*** Trecho selecionado ***

O mal banal, por sua vez, também é mais potente que o mal. É, mesmo, o ápice da maldade, ou seja, quando a maldade se torna banal. Sabemos, quando banalizamos as coisas, conferimos a elas valor de potência. Nesse sentido, a perversão é sempre uma forma banal do prazer, do gozo.

A banalidade tem tomado nossas vidas e sua gravidade é que ela se apresenta com a máscara de uma anestésica neutralidade. Esse deserto da indiferença é uma forma de dizer que o mal não é tão mal assim. Isso, sabemos, é a banalidade do mal³. É nessa posição que a maldade triunfa, sem produzir nos sujeitos produzidos que ela produz qualquer tipo de sofrimento moral. Os humanos banalizados têm corações que moram nos árticos do mundo.

A banalidade do bem segue uma posição parecida e mais perversa. Um bem banal é como um bem mal, um mal em forma de bem. Daí sua grande potência. Ela é a passividade como poética do pacífico. Pacifistas não são passivos, como provam os adeptos da Desobediência Civil e da Paz Ativa.

A vida foi dragada pela banalidade da existência. A natureza se tornou banal, um objeto vazio sem valor e sem vida. As relações humanas, hoje, não são nem líquidas, nem gasosas, são banais. Os vínculos familiares, o destino do mundo, tudo, absolutamente tudo, está banalizado, até o bem e, sobretudo, o mal.

A banalidade é uma espécie de entristecimento do amor. Uma forma de congelamento das emoções. Um esfriamento da alma. A banalidade é o corolário da indiferença humana.

A nossa opção pela banalidade nos torna frios e indiferentes. Áridos. Desérticos. Acatamos a fatalidade como nosso destino. O efeito medusa da banalidade é que tem feito os nossos corações sentirem a vida como morte. Ela nos torna mortos-vivos.

Ela é mais que a negação em si, porque não apenas negamos os marcadores da nossa existência, mas os reconhecemos como inevitáveis e os aceitamos, mesmo que isso represente a própria destruição. Em nome de ser bom para o mal, endossamos as atuações totalitárias sobre nossas vidas. É esse estado lisérgico que leva gays a se vincularem a homofóbicos, negros a adorarem supremacistas, emigrantes a apoiarem xenófobos e mulheres a pactuarem com misóginos.

Esses processos só são possíveis por causa de fenômenos psíquicos como a negação ou a banalização. Na negação, jogamos o lixo embaixo do tapete e fingimos que ele não existe, mas na banalização trazemos o lixo para a superfície, dormimos ao lado dele sem que esse amontoado de dejetos existenciais faça qualquer sentido. Esse monturo é o sem sentido que sentimos.

Os efeitos bioquímicos e psíquicos da banalidade são muito mais devastadores que as silenciosas motivações inconscientes que levam as vítimas ao culto dos seus algozes. Nessa relação promíscua entre senhor e servo, em que a caça se entrega ao caçador, há jogos adaptativos cruéis que observamos no tablado das suas atuações. Porém, nas arapucas da banalidade, os jogos são eminentemente sádicos e antiadaptativos.

*** Segmento de dados ***

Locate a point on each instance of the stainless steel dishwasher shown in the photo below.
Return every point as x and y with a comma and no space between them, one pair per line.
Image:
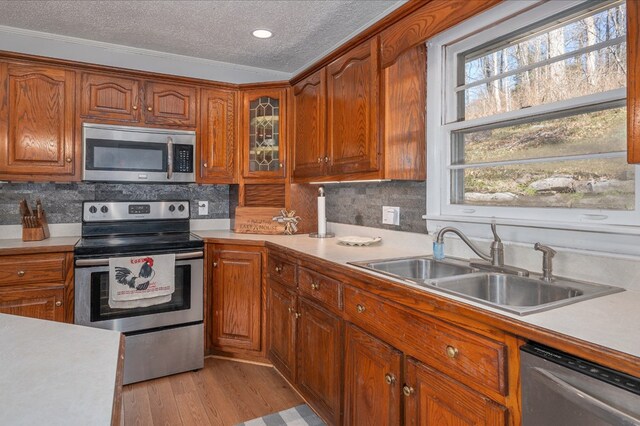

***

Reproduza fielmente o trecho do texto sobre a banalidade que se inicia nas palavras que contêm "A banalidade tem" e se encerra em "da Paz Ativa.".

A banalidade tem tomado nossas vidas e sua gravidade é que ela se apresenta com a máscara de uma anestésica neutralidade. Esse deserto da indiferença é uma forma de dizer que o mal não é tão mal assim. Isso, sabemos, é a banalidade do mal³. É nessa posição que a maldade triunfa, sem produzir nos sujeitos produzidos que ela produz qualquer tipo de sofrimento moral. Os humanos banalizados têm corações que moram nos árticos do mundo.

A banalidade do bem segue uma posição parecida e mais perversa. Um bem banal é como um bem mal, um mal em forma de bem. Daí sua grande potência. Ela é a passividade como poética do pacífico. Pacifistas não são passivos, como provam os adeptos da Desobediência Civil e da Paz Ativa.